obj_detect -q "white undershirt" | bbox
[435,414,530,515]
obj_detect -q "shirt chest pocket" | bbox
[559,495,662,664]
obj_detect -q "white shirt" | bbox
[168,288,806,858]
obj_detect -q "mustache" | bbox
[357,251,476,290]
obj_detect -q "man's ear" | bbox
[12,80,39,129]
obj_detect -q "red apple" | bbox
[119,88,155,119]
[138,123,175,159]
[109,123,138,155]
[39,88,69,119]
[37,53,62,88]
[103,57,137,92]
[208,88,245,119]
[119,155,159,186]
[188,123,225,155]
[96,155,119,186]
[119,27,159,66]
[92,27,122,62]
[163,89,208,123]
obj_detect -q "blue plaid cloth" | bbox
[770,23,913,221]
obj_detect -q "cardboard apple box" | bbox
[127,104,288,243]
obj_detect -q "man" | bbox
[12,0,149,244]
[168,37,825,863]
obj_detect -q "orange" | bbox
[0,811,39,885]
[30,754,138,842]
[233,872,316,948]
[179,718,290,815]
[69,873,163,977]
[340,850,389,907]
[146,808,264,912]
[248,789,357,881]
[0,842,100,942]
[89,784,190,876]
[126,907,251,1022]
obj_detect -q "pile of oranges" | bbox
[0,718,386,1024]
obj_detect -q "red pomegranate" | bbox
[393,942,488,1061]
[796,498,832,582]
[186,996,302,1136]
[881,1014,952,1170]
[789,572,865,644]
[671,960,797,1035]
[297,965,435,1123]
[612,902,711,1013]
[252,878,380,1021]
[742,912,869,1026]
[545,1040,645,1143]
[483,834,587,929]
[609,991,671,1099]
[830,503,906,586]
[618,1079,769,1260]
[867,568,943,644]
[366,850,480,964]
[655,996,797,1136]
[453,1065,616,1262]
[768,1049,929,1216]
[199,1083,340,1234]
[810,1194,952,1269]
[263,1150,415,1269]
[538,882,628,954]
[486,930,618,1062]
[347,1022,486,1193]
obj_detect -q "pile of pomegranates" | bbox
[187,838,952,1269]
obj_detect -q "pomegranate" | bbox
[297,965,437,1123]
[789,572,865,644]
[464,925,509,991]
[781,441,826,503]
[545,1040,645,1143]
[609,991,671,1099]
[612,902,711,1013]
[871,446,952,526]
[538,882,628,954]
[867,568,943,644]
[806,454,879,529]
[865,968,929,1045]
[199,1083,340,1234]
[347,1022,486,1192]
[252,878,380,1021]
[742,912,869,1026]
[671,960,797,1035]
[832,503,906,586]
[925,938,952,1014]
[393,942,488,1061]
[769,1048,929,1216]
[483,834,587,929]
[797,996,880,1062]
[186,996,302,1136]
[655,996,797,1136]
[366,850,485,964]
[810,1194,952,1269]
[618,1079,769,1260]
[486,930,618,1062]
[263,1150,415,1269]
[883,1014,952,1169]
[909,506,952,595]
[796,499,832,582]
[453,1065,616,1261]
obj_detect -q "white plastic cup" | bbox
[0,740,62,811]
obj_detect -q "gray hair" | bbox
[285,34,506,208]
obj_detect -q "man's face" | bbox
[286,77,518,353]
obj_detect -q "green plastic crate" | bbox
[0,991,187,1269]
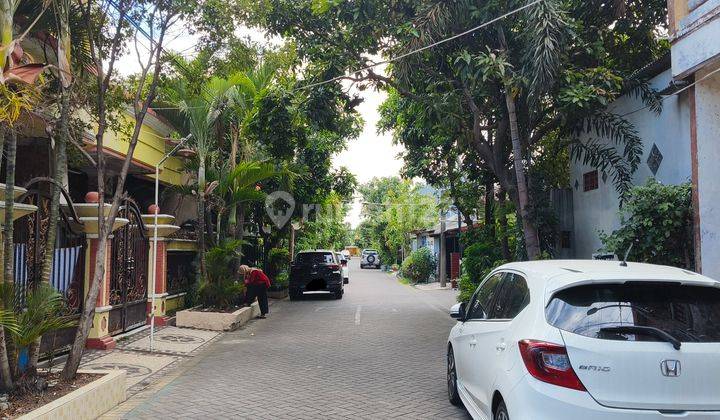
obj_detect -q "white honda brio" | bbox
[447,260,720,420]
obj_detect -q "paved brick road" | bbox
[122,260,468,419]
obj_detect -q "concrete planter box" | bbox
[175,302,260,331]
[19,370,126,420]
[268,289,288,299]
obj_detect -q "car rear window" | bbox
[545,282,720,343]
[297,252,335,264]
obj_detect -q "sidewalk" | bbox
[80,326,222,398]
[413,281,453,290]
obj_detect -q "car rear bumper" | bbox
[503,375,720,420]
[288,276,343,293]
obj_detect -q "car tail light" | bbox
[518,340,585,391]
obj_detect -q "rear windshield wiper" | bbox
[599,325,682,350]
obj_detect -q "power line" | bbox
[295,0,543,90]
[108,0,207,101]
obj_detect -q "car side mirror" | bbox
[450,302,465,321]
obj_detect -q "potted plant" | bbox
[267,248,290,299]
[176,240,260,331]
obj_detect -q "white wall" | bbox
[570,69,692,258]
[671,0,720,78]
[695,68,720,279]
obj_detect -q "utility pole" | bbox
[438,214,447,288]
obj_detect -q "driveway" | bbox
[122,259,468,419]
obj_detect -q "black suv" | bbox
[290,250,344,300]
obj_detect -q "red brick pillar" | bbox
[83,235,116,350]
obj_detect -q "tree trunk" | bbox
[505,85,540,260]
[62,235,108,380]
[28,88,70,374]
[3,130,17,283]
[485,177,495,238]
[0,127,15,392]
[498,190,511,261]
[3,131,21,379]
[228,124,240,239]
[197,161,207,281]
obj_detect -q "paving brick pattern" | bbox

■ DIRECTIONS FOR THIS TASK
Pull out every line in the items above that contains the string "plastic". Case counts.

■ THE ANSWER
obj_detect -q "white plastic cup" | bbox
obj_detect -q "green plastic crate" | bbox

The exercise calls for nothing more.